START RECORDS FOR PROCESSING
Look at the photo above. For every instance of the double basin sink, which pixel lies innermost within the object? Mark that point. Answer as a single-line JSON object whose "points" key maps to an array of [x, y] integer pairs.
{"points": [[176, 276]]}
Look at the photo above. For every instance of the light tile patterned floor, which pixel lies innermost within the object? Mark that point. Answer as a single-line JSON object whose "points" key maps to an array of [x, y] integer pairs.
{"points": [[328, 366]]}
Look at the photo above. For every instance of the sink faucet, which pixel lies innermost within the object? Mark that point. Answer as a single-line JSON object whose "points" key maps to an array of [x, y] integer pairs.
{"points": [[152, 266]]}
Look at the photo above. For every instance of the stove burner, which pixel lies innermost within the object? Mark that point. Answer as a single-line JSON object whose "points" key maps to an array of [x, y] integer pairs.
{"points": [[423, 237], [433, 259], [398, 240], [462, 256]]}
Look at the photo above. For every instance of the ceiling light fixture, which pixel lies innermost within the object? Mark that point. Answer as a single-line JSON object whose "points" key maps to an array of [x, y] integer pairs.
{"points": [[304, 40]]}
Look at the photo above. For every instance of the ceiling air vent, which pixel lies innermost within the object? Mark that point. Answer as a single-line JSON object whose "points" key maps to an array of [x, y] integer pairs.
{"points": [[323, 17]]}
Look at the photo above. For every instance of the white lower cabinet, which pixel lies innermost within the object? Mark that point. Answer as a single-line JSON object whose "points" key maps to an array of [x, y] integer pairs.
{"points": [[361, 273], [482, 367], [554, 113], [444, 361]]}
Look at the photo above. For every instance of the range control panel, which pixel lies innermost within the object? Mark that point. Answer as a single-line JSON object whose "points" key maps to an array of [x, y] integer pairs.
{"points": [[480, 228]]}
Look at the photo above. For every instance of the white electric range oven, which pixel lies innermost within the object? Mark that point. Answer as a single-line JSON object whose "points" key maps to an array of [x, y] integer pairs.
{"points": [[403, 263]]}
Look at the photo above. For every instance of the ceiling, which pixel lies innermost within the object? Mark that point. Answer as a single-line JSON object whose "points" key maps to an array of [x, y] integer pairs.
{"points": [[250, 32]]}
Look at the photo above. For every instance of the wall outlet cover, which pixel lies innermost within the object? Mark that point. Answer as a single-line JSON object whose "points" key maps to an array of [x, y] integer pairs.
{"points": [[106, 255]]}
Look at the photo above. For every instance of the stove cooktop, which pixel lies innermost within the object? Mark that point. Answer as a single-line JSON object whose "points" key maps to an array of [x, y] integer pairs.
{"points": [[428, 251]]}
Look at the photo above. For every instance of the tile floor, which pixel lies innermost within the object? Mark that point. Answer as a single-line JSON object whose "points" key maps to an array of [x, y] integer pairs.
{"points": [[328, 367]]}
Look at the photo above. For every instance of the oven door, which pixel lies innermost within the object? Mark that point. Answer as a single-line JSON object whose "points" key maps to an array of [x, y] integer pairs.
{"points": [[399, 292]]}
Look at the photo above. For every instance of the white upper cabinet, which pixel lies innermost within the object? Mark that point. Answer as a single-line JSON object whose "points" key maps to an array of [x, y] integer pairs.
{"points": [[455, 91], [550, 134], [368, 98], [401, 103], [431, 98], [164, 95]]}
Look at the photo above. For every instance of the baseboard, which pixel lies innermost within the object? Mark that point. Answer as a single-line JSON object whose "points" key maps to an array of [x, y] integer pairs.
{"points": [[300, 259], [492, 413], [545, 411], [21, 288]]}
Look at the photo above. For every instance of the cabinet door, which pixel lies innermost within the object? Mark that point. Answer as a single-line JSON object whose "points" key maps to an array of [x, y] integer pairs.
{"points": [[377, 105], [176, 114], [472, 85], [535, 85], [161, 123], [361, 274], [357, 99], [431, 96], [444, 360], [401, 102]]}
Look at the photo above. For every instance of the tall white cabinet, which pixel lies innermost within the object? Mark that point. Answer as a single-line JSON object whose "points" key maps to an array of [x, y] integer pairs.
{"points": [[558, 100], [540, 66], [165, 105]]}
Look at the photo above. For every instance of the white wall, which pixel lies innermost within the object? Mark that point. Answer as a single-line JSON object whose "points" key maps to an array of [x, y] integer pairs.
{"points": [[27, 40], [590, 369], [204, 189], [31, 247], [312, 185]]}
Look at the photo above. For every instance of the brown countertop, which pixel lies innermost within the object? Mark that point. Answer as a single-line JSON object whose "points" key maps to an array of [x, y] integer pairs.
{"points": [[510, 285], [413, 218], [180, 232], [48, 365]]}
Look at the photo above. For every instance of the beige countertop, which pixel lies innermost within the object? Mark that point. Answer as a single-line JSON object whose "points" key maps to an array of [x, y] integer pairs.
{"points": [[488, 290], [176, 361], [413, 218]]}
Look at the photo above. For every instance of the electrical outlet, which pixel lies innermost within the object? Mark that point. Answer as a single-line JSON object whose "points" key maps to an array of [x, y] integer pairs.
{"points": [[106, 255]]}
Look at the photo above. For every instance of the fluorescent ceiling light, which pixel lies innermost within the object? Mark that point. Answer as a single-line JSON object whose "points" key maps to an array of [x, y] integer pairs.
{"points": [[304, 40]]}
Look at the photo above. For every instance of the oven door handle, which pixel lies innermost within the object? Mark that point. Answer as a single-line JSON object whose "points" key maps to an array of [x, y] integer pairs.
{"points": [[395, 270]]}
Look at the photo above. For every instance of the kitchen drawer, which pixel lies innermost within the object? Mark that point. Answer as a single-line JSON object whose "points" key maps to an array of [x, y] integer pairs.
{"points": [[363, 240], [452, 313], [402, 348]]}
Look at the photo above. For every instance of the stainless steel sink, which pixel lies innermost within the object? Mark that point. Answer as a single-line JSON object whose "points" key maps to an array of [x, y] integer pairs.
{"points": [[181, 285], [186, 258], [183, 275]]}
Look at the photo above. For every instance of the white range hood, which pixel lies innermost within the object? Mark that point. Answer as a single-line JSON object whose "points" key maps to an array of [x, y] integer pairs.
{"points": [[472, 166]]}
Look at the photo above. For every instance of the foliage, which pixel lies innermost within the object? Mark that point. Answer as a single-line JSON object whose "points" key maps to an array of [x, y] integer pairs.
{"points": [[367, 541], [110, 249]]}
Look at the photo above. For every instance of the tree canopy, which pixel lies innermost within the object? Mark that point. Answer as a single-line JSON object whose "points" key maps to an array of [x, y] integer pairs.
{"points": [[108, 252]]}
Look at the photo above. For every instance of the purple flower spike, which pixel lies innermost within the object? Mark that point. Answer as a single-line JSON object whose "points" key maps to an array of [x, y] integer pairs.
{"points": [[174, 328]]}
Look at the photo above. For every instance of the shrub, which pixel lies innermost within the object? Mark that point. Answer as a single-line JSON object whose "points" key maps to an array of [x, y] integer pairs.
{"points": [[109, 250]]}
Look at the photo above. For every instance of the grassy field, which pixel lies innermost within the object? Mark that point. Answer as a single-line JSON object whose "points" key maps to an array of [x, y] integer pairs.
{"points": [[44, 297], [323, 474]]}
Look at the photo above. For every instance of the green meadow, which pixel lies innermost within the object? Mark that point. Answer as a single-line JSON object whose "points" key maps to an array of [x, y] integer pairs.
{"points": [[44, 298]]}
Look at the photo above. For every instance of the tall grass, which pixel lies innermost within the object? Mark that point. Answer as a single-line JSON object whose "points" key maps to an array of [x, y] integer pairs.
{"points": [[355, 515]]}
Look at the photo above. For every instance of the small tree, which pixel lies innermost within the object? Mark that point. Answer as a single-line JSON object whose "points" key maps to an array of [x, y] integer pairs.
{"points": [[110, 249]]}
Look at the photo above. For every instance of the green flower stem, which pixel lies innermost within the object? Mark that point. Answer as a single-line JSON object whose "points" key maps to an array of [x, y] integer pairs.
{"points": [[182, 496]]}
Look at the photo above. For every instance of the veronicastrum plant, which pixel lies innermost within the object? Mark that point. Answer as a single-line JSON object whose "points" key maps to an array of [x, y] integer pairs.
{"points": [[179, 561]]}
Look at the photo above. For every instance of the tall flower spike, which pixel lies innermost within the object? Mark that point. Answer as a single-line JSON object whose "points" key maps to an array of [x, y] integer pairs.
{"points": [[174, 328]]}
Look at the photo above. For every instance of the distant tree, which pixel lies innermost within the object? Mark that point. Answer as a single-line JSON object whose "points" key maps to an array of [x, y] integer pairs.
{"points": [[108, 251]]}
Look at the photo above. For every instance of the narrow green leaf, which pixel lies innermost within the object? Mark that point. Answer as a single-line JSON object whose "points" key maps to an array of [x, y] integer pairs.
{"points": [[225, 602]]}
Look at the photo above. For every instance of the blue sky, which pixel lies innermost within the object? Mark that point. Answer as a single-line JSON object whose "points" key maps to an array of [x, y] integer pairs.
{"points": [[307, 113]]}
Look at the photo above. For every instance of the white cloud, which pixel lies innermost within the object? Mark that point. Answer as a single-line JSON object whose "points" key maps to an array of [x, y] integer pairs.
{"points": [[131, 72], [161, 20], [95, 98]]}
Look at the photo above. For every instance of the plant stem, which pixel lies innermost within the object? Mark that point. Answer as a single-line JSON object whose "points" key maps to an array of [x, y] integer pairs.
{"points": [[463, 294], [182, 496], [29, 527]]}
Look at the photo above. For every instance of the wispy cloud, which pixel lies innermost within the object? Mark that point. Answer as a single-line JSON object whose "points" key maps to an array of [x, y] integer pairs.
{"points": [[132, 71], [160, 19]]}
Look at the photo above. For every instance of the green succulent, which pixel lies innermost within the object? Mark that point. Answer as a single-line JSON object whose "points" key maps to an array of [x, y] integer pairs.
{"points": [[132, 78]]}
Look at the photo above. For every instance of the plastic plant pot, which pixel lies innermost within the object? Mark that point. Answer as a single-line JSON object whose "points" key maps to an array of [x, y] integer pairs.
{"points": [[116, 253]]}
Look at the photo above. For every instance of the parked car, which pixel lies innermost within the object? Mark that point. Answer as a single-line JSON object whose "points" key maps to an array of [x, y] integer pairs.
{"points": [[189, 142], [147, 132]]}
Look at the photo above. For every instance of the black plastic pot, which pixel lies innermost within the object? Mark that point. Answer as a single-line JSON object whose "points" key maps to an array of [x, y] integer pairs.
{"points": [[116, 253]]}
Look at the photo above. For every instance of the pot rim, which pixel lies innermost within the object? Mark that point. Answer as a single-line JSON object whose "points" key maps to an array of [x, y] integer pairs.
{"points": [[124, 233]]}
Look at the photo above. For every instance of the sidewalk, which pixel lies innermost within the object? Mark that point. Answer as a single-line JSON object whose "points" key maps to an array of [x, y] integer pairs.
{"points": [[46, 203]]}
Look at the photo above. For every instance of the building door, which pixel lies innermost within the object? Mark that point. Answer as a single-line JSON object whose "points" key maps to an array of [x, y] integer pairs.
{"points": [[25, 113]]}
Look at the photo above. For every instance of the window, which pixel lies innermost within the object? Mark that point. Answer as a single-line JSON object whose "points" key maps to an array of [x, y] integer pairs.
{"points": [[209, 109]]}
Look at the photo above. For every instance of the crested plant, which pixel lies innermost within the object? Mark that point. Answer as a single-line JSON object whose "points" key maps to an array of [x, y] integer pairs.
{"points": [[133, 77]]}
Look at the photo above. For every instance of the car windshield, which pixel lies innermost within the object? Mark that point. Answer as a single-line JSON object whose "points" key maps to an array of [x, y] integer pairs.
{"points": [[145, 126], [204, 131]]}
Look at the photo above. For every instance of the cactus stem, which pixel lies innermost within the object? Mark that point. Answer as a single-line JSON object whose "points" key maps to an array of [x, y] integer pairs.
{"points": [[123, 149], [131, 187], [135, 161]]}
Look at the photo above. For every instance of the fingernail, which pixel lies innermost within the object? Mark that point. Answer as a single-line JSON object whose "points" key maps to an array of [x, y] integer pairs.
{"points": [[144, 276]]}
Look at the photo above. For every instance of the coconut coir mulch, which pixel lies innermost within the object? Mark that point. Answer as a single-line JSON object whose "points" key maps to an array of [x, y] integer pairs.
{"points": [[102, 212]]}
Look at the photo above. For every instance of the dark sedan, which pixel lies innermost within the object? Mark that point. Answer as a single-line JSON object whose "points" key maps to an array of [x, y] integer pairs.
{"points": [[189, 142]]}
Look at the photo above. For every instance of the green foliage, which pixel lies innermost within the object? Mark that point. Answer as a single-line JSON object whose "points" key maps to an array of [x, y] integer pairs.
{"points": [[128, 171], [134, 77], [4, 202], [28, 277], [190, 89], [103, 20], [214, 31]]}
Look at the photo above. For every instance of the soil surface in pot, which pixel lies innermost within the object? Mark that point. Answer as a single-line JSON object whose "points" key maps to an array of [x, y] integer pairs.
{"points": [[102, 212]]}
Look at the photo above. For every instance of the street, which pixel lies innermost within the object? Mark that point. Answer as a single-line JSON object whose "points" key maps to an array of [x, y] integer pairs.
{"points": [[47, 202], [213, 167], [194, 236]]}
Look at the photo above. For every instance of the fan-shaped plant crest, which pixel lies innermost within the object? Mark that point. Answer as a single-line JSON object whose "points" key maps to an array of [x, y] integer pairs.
END RECORDS FOR PROCESSING
> [TASK REQUIREMENTS]: In the records above, retype exactly the lines from the one with "the fingernail, which" through the last one.

> [OUTPUT FOR THIS TASK]:
Look at the photo above. For every instance of the fingernail, which pixel lies innermost within the object? Mark that point. Answer as a single-line JSON object whose "points" key maps to an array of [x, y] integer pairs.
{"points": [[144, 276]]}
Look at the photo above. For every instance of the coconut coir mulch, which pixel lies innermost within the object? Mark that point. Answer as a single-line JSON object whose "points" key maps to an array of [x, y] integer pairs.
{"points": [[102, 212]]}
Look at the photo above. For every instance of the dark sedan, which pixel lies innermost within the object? Mark that point. Answer as a single-line JSON object whose "points" key maps to an array of [x, y] integer pairs.
{"points": [[189, 142]]}
Look at the photo above. For every instance of the green foliage, which pixel lies innermost within the object? Mark that point. Answer as a single-line JSON object whose "points" key maps to an array of [x, y] integer pairs.
{"points": [[128, 171], [134, 77], [4, 202], [28, 277], [190, 89], [103, 20], [214, 31]]}
Look at the photo above. For every instance of the soil surface in pot, which pixel lies innermost within the object? Mark that point. Answer as a single-line JSON object whose "points" key maps to an array of [x, y] integer pairs.
{"points": [[102, 212]]}
Look at the photo above. For every instance of the street, which pixel lies innermost within the object? Mark that point. Answer as a single-line JSON object whose "points" key maps to an array of [x, y] integer pairs.
{"points": [[47, 202], [213, 167], [194, 236]]}
Look at the photo above. For every instance of the fan-shaped plant crest, which pixel lies innermost within the object? Mark that point. Answer as a single-line JSON object whose "points" key maps to an array of [x, y] integer pairs.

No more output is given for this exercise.